(OPDRACHT)
Geef de regels van de onderstaande lijst weer als Markdown-tabel met de kolommen nr en Regel, beginnend bij de regel met "40L23 36L10 37L1" en eindigend bij de regel met "box: [30, 0, 147, 56]", beide inbegrepen. Zet in nr het volgnummer en in Regel de regel zelf, en laat lege regels weg.

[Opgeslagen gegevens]
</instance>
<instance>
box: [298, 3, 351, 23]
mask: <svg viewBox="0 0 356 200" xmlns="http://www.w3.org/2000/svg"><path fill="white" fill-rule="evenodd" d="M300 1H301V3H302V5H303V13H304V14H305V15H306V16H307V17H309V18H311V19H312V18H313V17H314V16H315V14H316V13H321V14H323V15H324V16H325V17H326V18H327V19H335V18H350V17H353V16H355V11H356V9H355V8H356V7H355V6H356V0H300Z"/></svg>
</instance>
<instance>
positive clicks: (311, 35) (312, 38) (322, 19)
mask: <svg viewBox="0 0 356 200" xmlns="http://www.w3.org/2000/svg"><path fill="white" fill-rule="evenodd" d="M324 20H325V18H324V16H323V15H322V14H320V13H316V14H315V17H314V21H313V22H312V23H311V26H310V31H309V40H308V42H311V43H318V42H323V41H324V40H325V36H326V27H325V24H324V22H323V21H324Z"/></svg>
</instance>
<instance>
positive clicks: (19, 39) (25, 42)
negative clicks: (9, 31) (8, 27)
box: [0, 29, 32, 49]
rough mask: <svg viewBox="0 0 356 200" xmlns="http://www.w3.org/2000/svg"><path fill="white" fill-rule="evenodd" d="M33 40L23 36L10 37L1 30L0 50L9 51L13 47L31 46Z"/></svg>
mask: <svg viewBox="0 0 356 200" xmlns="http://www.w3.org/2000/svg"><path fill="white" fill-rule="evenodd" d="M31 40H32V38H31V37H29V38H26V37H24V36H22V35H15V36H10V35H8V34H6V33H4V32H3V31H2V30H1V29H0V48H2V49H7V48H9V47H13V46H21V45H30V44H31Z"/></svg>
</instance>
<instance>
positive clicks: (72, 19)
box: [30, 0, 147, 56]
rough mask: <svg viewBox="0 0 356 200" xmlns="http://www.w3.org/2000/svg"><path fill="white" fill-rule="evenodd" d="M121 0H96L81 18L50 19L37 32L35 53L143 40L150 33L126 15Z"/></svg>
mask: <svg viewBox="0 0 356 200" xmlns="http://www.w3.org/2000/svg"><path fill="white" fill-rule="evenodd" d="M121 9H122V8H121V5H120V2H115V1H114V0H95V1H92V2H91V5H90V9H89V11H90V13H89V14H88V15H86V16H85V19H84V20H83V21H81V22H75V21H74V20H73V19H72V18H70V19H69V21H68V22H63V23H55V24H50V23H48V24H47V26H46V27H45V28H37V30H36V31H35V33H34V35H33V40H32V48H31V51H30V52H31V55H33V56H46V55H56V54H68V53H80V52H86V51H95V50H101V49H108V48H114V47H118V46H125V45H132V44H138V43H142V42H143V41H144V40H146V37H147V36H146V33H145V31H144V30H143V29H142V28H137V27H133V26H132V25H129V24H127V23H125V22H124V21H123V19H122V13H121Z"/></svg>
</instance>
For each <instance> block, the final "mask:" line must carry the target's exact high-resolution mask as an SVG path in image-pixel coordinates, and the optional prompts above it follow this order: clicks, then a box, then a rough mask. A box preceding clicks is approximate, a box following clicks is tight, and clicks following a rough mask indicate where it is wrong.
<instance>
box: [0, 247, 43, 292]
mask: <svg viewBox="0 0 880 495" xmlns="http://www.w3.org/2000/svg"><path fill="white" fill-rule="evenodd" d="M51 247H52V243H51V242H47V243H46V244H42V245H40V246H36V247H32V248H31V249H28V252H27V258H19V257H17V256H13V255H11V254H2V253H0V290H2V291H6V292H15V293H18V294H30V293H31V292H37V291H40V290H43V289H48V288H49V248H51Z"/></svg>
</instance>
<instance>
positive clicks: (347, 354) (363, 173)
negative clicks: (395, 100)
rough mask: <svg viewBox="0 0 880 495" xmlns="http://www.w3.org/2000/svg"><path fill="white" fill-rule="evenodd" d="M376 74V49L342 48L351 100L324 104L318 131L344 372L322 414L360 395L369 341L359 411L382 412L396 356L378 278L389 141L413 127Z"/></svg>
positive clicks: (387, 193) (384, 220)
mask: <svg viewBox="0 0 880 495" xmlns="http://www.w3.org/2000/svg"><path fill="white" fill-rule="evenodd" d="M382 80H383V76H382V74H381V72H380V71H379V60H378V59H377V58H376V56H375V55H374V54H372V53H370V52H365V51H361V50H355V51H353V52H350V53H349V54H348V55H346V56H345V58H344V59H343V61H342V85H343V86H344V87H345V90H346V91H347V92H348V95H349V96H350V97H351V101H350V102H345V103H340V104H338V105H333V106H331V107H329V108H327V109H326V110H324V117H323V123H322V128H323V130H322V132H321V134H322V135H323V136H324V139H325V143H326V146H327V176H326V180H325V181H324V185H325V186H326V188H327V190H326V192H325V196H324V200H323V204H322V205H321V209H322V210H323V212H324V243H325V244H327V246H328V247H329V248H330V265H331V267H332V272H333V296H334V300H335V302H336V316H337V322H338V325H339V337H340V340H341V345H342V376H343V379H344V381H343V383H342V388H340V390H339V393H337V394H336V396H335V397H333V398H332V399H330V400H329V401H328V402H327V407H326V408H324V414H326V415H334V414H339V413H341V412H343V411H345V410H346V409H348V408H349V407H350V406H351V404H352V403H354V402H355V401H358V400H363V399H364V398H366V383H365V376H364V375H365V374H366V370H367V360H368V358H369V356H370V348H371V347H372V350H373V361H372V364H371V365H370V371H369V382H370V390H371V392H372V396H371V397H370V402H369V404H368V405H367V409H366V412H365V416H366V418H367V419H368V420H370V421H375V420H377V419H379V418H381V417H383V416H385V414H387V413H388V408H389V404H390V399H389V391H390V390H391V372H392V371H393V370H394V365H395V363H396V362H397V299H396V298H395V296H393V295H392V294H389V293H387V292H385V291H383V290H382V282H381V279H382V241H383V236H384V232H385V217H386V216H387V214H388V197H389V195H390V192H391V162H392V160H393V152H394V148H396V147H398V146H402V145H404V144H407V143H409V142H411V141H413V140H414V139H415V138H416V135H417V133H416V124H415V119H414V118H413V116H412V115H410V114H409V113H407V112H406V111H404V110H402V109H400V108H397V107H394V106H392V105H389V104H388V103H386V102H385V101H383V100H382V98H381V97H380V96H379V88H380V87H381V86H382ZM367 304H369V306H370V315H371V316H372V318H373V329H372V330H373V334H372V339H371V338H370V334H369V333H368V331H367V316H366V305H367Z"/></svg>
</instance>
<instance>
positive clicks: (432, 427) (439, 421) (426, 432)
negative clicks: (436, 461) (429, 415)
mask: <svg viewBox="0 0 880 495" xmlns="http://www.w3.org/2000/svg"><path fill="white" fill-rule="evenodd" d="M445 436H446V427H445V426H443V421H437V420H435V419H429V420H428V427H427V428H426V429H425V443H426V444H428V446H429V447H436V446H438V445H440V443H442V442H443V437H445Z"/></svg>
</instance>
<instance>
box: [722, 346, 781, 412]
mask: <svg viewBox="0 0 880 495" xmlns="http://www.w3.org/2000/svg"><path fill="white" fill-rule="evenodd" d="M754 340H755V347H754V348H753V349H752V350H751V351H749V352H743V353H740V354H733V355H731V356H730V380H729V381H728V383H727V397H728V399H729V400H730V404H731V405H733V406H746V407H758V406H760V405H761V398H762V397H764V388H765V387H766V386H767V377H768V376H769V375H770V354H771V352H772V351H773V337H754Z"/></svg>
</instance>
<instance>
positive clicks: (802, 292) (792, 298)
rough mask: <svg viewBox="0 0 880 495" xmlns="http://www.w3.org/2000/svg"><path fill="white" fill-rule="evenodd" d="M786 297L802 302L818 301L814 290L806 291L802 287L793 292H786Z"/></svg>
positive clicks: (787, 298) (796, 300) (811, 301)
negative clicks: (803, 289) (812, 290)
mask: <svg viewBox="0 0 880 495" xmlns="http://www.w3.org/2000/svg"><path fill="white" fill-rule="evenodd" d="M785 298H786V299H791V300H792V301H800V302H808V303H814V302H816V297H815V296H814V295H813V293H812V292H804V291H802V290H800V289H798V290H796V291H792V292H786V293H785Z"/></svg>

(SCHRIFTELIJK ANTWOORD)
| nr | Regel |
|---|---|
| 1 | rough mask: <svg viewBox="0 0 356 200" xmlns="http://www.w3.org/2000/svg"><path fill="white" fill-rule="evenodd" d="M33 40L23 36L10 37L1 30L0 50L9 51L13 47L31 46Z"/></svg> |
| 2 | mask: <svg viewBox="0 0 356 200" xmlns="http://www.w3.org/2000/svg"><path fill="white" fill-rule="evenodd" d="M31 40H32V38H31V37H29V38H26V37H24V36H22V35H15V36H10V35H8V34H6V33H4V32H3V31H2V30H1V29H0V48H2V49H7V48H9V47H13V46H21V45H30V44H31Z"/></svg> |
| 3 | </instance> |
| 4 | <instance> |
| 5 | positive clicks: (72, 19) |
| 6 | box: [30, 0, 147, 56] |